> **SOURCE EXCERPT**
The Little Magazine phenomenon, born in the 1920s in the context of the American literary current and much explored in the United States, especially after the Second World War, ended up intruding in a disciplinary sense – as often happens among the different arts – and affecting architecture, so that, as we were reminded by Claudio D'Amato, at the Little Magazines Conference: After Modern Architecture, 3-5 February 1977 organized by the IAUS New York, it was joined by many of the protagonists of the architectural debate who at that moment were proposing to relaunch deliberation on architecture, theory and criticism through the tool of the magazine: «Architese» (Bruno Reichlin, Stanislaus Von Moos), «Arquitectura Bis» (Oriol Bohigas, Federico Correa, Rafael Moneo), «AMC-Architecture Mouvement Continuité» (Jacques Lucan, Patrice Noviant), «Controspazio» (Alessandro Anselmi, Claudio D’Amato), «Lotus» (Pierluigi Nicolin, Joseph Rykwert) and many other interested parties starting from the organizer himself, Peter Eisenman, and friends of New York’s Institute of Architecture and Urban Studies such as Edith Girard, Mario Gandelsonas, Anthony Vidler, Stanford Anderson, Livio Dimitriu, Alessandra Latour, Lluis Domenech, Peter Blake, Kenneth Frampton, Robert Gutman, Colin Rowe, George Baird, Peter Marangoni, Diana Agrest, and Suzanne Frank.

> **PROVIDED DATA**
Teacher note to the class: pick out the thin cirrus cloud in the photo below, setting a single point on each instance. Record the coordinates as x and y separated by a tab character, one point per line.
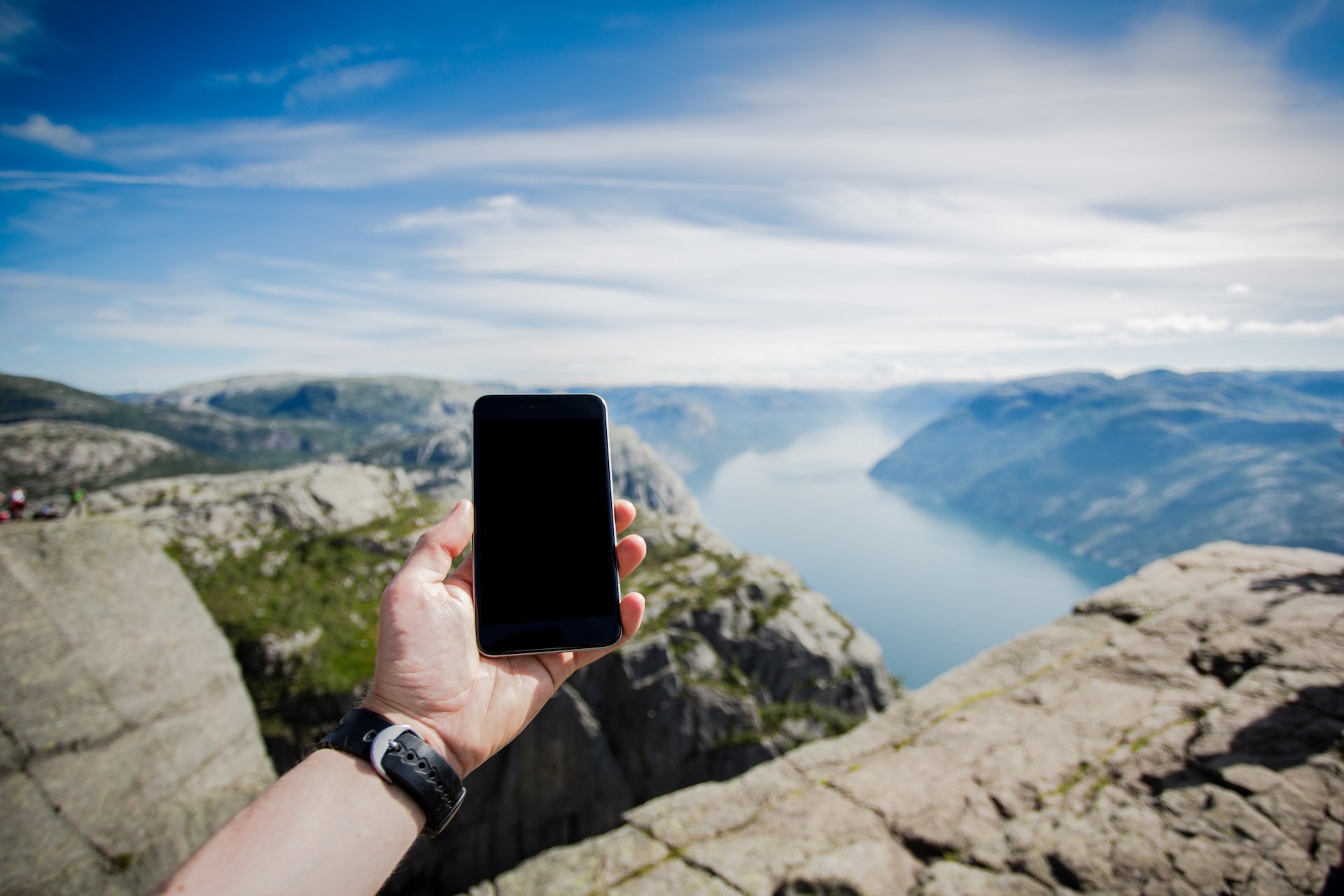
911	202
337	83
42	131
323	74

> **WHAT YOU WILL DO**
(A) Answer these questions from the passage on little magazines in architecture, giving your answers marked (i), (ii) and (iii), one to a line:
(i) In which decade was the Little Magazine phenomenon born?
(ii) On what dates was the Little Magazines Conference held?
(iii) Which two people does the passage name alongside «Lotus»?
(B) Rewrite the listing with "wispy" in place of "thin", changing nothing else, and leave out the picture.

> **WORKED ANSWERS**
(A)
(i) The 1920s.
(ii) 3-5 February 1977.
(iii) Pierluigi Nicolin and Joseph Rykwert.

(B)
Teacher note to the class: pick out the wispy cirrus cloud in the photo below, setting a single point on each instance. Record the coordinates as x and y separated by a tab character, one point per line.
911	202
337	83
42	131
323	74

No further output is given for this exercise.